## Objetivo 1
No artigo sobre sinodalidade, que conceito o Vaticano II bancou para equilibrar o poder do ofício papal e o dos bispos?

## Texto do documento

******************************

05 Agosto 2023
"A ideia de sinodalidade não foi um raio do nada. A situação eclesial e social do nosso tempo exige uma mudança significativa no modo de governar a Igreja e de cumprir a sua missão. A sinodalidade tornou-se uma necessidade para os nossos tempos", escreve Félix Wilfred, ex-membro da Comissão Teológica Internacional, em artigo publicado por Indian Currents, 21-10-2021.
Quando os bispos alemães retornaram à sua terra natal após o Concílio Vaticano I, que proclamou a supremacia universal do papa e sua infalibilidade, o chanceler alemão Otto Von Bismarck zombou deles. Disse-lhes que tinham se tornado simplesmente soldados e oficiais do papa e não tinham poder próprio. Os cem anos seguintes de história até o Vaticano II testemunharam o papel juridicamente diminuto dos bispos. Equilibrar o poder do ofício papal e o dos bispos foi uma das tarefas importantes do Vaticano II que, seguindo os dados do Novo Testamento e a tradição cristã primitiva, bancou o conceito de colegialidade.

******************************

## Entradas do conjunto de dados

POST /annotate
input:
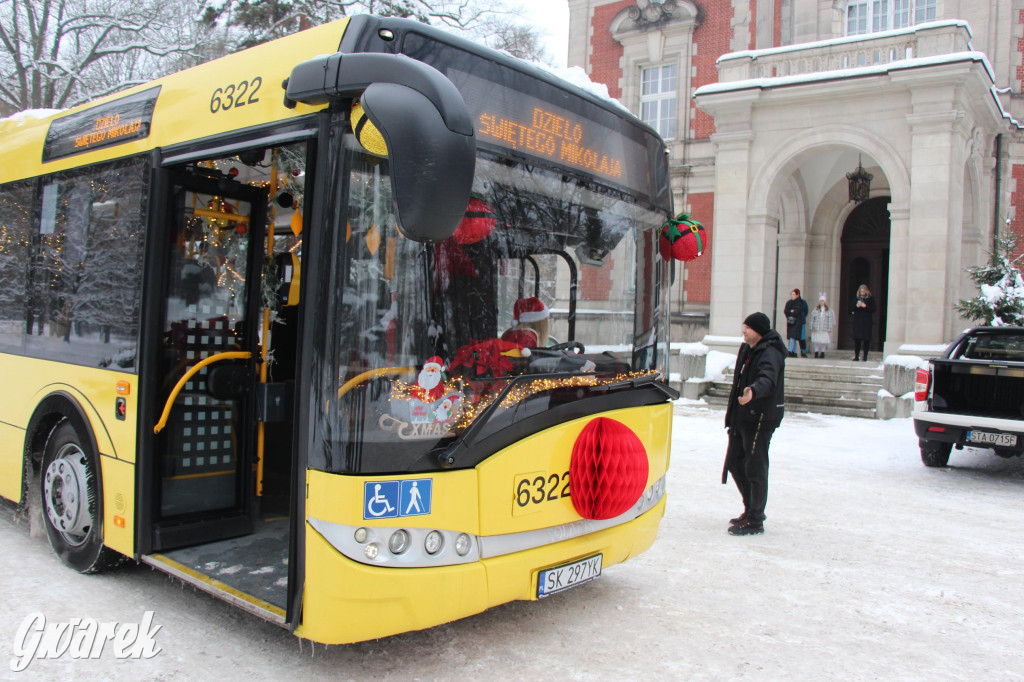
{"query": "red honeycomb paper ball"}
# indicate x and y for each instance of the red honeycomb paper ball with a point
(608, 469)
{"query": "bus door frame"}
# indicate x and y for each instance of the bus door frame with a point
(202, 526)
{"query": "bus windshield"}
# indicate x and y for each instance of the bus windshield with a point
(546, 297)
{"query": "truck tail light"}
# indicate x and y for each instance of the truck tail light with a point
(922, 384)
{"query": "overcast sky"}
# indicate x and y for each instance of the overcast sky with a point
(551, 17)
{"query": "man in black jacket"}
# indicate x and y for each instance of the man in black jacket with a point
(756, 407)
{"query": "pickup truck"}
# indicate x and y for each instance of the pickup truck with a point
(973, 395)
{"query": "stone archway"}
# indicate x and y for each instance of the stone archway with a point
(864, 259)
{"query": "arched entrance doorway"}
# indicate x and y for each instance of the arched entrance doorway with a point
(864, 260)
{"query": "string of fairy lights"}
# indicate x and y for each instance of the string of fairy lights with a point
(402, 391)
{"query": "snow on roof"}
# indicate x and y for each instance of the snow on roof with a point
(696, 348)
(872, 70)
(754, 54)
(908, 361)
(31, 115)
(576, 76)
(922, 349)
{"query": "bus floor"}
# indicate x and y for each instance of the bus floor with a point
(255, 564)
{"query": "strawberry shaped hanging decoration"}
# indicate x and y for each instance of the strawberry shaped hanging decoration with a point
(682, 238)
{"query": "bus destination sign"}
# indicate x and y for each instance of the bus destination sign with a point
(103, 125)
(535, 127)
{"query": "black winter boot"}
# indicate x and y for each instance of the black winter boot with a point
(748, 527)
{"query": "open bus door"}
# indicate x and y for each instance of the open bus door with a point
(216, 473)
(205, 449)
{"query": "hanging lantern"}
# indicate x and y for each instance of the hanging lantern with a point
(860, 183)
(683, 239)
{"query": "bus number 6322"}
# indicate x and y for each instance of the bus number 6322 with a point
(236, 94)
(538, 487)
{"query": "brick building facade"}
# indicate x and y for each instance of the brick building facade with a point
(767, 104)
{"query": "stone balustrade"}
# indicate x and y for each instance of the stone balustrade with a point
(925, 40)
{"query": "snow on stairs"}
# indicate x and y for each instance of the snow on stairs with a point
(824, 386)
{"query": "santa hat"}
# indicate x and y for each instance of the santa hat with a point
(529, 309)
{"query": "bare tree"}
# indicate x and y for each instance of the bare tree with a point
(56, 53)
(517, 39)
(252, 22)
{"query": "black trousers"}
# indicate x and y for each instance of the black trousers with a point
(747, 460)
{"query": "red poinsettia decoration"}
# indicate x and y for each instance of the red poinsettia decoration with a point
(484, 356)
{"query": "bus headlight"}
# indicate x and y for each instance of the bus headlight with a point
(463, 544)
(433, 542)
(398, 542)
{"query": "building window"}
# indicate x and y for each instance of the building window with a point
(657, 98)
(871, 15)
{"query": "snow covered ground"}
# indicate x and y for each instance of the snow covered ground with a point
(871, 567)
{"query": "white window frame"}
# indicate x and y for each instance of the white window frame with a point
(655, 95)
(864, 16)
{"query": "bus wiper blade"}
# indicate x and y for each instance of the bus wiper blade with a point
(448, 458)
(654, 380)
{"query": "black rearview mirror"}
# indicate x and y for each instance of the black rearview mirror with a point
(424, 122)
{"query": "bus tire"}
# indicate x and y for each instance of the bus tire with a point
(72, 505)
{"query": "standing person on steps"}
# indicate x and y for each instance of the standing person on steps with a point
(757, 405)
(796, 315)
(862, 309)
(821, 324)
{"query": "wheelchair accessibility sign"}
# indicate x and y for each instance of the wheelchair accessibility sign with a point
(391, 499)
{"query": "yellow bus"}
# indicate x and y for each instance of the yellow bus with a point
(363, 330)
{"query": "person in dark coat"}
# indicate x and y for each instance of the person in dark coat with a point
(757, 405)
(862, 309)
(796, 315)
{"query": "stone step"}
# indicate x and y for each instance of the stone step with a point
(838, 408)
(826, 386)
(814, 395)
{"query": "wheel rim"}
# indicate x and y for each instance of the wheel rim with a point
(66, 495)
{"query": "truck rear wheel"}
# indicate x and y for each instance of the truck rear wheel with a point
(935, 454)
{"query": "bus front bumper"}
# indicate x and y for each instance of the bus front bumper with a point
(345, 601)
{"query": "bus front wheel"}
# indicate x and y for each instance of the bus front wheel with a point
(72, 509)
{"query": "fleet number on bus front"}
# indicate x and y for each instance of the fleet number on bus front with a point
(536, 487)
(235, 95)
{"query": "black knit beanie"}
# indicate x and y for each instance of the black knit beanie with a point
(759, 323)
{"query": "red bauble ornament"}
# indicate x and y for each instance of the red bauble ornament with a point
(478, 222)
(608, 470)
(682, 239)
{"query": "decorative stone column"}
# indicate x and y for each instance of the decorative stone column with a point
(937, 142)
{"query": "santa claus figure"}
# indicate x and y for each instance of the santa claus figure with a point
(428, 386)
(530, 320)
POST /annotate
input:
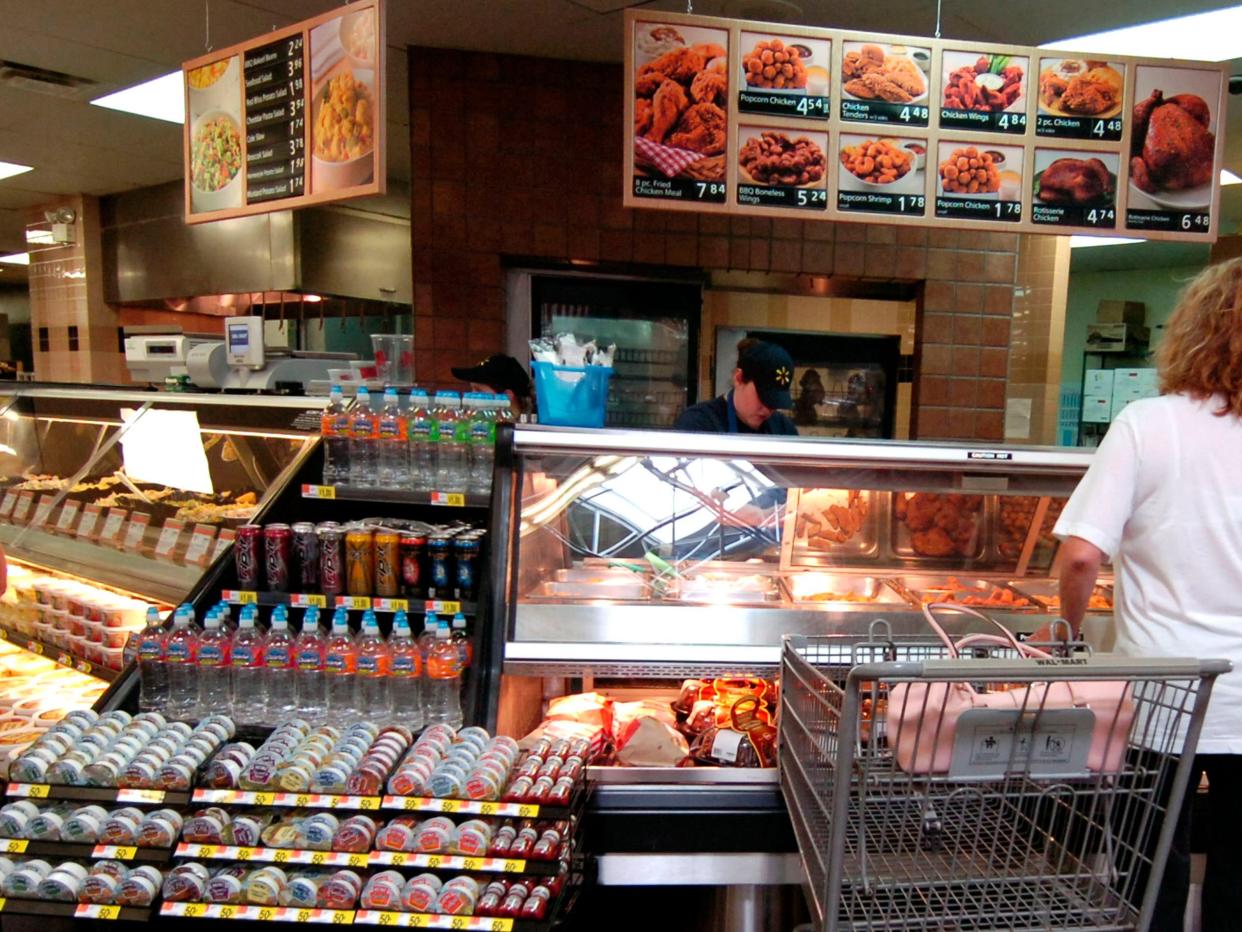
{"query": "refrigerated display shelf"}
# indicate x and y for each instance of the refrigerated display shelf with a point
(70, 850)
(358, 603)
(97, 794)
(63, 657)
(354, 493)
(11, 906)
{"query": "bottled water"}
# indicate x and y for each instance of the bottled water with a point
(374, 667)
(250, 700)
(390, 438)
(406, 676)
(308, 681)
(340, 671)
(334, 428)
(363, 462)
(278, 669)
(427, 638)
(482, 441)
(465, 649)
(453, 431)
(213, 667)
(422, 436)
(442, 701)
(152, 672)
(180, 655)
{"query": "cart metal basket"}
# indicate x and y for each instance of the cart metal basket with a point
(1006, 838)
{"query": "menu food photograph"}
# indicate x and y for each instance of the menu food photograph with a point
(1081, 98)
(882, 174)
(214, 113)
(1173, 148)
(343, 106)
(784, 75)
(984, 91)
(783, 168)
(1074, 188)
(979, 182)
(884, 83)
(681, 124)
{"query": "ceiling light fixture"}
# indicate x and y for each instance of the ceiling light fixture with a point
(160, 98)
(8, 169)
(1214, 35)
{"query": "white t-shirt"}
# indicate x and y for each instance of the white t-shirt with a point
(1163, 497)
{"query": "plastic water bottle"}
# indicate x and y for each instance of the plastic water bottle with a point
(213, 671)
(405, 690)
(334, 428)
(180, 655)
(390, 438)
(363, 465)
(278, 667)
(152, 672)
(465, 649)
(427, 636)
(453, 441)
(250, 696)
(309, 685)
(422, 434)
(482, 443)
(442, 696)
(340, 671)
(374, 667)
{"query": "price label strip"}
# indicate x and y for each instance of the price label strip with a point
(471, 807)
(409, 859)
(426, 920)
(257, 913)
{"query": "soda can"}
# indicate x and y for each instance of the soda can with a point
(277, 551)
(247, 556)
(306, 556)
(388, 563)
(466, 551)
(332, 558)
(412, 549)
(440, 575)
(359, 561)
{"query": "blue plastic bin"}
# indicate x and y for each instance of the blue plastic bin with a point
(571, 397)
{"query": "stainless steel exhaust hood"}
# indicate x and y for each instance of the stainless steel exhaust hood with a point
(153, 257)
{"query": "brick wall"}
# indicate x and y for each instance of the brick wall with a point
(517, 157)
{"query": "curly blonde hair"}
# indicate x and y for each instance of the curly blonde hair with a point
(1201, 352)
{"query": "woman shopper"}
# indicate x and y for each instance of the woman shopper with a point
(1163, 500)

******************************

## Objetivo 2
Selecione cada linha das entradas que contém a palavra "windshield".

## Resposta completa 1
O conceito de colegialidade.

## Resposta completa 2
{"query": "bus windshield"}
# indicate x and y for each instance of the bus windshield with a point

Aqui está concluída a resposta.